◆ Supplied records:
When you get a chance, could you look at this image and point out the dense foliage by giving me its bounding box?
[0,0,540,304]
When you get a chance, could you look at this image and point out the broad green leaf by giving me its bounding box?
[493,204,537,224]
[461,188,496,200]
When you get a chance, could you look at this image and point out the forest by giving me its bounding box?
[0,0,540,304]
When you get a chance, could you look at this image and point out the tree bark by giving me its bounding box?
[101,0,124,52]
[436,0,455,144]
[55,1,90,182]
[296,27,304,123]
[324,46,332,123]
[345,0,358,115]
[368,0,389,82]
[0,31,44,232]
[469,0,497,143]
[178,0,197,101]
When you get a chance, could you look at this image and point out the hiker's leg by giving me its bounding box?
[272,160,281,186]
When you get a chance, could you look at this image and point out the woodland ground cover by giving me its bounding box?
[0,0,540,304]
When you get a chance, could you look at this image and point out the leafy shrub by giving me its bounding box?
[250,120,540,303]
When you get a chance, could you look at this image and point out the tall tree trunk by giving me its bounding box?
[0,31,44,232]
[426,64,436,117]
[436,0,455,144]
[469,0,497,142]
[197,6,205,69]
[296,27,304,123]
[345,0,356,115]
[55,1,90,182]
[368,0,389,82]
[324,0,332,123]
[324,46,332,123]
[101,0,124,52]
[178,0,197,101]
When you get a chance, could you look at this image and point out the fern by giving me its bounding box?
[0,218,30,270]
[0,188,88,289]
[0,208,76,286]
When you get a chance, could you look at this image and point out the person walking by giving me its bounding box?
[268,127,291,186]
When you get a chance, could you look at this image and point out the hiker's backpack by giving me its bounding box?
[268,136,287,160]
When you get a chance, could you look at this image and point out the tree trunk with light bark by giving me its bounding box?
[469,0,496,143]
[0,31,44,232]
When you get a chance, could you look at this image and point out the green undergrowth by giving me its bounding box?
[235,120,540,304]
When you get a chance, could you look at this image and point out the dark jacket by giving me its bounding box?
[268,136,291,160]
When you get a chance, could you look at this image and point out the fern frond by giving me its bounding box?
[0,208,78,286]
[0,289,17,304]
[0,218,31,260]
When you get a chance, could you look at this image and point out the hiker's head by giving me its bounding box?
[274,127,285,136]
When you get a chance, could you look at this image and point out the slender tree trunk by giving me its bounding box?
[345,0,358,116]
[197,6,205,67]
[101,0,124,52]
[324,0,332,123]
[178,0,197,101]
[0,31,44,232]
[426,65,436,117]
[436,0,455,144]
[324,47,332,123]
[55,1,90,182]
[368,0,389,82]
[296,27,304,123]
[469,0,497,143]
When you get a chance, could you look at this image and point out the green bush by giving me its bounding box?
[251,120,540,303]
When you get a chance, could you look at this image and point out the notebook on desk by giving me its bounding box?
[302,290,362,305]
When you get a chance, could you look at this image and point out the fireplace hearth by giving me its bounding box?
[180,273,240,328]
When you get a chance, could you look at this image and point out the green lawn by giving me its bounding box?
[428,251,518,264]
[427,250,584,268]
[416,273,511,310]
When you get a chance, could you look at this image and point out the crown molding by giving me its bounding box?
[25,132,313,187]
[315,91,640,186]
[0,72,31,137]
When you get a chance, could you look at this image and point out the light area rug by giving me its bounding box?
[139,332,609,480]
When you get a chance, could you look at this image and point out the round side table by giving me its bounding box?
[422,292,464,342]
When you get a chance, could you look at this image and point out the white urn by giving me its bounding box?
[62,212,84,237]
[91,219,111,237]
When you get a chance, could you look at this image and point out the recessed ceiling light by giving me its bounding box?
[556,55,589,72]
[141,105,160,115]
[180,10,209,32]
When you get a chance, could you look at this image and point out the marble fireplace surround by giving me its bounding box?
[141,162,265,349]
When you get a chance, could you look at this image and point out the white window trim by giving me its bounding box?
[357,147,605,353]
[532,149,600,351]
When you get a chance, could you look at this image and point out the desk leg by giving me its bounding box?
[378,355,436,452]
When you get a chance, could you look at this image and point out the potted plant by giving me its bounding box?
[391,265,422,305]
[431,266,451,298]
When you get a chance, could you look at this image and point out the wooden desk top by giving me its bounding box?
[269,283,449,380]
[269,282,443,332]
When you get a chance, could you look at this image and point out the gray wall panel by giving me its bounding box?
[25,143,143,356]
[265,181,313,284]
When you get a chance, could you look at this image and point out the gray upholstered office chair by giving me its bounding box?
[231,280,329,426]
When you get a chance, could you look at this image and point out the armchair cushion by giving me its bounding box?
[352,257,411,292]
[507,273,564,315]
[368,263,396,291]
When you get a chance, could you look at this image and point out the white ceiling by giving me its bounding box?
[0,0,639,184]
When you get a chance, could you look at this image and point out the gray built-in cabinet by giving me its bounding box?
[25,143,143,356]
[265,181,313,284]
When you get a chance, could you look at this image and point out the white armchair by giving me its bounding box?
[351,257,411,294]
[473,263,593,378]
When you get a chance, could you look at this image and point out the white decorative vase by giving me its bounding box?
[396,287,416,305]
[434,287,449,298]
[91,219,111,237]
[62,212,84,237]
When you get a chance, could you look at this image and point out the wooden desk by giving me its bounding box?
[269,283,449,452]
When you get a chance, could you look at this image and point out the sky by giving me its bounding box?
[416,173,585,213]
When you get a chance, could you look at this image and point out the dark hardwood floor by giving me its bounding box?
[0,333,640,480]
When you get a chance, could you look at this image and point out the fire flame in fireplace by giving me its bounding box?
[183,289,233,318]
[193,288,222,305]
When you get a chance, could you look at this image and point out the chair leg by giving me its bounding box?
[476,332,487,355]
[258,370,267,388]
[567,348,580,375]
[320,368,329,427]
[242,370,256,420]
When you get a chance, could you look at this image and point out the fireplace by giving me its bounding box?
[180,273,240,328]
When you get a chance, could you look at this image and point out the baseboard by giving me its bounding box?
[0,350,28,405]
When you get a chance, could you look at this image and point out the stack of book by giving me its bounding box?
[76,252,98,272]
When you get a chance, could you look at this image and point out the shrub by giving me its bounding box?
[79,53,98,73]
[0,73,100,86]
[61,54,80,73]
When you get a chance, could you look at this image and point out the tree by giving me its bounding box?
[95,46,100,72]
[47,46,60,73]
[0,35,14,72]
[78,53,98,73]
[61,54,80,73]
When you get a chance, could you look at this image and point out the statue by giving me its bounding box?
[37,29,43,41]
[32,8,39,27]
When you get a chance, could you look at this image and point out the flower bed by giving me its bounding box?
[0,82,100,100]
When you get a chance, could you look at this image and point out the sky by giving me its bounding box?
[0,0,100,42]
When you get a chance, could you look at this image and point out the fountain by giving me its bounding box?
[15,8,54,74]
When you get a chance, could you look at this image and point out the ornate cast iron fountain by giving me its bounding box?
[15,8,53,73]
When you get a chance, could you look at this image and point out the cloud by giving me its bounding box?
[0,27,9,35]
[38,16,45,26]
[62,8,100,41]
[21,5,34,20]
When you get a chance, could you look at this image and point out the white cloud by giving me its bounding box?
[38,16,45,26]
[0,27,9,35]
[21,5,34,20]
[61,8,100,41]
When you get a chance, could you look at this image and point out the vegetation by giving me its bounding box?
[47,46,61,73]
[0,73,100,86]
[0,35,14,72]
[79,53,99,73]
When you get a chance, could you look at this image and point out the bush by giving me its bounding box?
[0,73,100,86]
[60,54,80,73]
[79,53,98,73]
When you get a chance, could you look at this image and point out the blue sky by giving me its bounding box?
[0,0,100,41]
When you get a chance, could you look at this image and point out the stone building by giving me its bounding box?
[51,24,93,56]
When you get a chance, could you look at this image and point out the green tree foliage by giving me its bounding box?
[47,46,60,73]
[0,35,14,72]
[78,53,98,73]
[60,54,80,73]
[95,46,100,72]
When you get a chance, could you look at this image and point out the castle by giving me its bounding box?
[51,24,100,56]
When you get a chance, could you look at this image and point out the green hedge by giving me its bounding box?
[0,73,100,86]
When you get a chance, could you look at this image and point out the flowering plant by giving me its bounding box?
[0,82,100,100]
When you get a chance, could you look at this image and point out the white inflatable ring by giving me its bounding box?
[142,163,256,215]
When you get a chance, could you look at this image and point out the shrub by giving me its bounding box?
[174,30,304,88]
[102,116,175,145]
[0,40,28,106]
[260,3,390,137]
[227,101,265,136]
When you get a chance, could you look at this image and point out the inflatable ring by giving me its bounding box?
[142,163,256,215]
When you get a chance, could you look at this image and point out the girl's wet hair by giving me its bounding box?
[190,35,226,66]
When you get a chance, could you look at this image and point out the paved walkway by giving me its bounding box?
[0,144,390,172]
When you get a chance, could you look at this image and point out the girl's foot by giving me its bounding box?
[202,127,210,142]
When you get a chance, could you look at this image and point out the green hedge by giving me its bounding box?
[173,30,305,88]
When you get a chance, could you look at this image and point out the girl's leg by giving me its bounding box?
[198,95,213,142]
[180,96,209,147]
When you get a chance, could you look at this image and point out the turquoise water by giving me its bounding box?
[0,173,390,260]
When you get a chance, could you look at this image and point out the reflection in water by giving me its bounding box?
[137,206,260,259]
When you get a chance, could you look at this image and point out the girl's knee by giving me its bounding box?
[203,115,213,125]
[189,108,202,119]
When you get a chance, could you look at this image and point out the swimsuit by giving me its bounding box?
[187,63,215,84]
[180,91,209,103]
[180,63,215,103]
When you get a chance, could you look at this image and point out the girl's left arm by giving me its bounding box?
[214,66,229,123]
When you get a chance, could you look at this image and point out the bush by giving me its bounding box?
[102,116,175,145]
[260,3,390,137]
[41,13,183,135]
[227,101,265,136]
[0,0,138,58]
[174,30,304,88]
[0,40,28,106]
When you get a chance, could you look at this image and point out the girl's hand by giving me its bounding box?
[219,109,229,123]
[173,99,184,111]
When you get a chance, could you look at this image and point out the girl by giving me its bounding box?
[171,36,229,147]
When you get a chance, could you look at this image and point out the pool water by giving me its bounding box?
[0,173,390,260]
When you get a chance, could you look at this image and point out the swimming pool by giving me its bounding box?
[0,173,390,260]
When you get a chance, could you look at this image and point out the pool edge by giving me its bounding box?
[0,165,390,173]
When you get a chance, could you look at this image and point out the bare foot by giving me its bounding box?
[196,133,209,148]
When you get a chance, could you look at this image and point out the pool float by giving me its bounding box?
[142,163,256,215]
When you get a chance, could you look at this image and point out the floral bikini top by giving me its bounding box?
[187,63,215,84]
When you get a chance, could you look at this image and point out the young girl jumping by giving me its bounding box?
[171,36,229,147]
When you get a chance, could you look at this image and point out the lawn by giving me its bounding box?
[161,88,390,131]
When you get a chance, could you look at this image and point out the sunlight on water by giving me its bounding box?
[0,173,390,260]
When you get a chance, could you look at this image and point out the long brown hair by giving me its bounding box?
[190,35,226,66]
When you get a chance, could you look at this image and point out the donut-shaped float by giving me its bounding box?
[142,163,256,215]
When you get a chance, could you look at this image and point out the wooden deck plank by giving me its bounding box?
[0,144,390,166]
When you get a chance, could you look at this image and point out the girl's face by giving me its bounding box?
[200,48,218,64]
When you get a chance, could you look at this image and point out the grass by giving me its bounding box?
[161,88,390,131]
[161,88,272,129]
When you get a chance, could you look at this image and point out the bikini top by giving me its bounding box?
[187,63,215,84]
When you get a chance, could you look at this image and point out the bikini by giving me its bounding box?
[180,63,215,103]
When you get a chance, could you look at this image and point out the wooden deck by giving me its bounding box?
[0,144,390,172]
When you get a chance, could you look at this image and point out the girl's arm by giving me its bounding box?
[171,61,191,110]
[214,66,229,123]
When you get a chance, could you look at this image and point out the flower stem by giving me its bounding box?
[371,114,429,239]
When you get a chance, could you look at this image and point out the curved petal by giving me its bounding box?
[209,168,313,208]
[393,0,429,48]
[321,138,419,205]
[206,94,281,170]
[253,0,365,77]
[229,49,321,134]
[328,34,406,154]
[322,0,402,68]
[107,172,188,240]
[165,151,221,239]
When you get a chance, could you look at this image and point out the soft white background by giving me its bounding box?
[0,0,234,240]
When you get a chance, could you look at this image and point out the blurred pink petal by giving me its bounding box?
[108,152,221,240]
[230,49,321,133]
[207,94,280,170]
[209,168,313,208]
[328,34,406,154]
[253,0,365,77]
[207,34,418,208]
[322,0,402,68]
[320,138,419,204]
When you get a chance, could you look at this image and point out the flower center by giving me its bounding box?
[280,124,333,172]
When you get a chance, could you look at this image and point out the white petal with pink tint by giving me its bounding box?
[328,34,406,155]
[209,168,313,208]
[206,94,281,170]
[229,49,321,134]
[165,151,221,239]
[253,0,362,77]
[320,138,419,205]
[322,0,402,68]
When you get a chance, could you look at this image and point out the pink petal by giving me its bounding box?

◆ Instructions to follow: Write out exactly the lines of the entries above that run from the line containing "out the blurred" through the last line, including both.

◆ Written answer:
When you get a chance, could you look at this image and point out the blurred pink petal by giving me its bounding box?
[108,152,221,240]
[230,49,321,133]
[207,94,280,170]
[209,168,313,208]
[328,34,406,154]
[253,0,365,77]
[207,34,418,208]
[322,0,402,68]
[320,138,419,204]
When you get a chance, could you look at this image and point out the flower center by giving me its bounding box?
[280,124,333,172]
When you get a chance, could you look at this image and point out the white petal with pink tint by giving me its bounding box?
[328,34,406,155]
[209,168,313,208]
[206,94,281,170]
[229,49,321,134]
[165,151,221,239]
[253,0,362,77]
[320,138,419,205]
[322,0,402,68]
When you get a chance, could you look at this image and point out the pink petal by giving me its bounding box?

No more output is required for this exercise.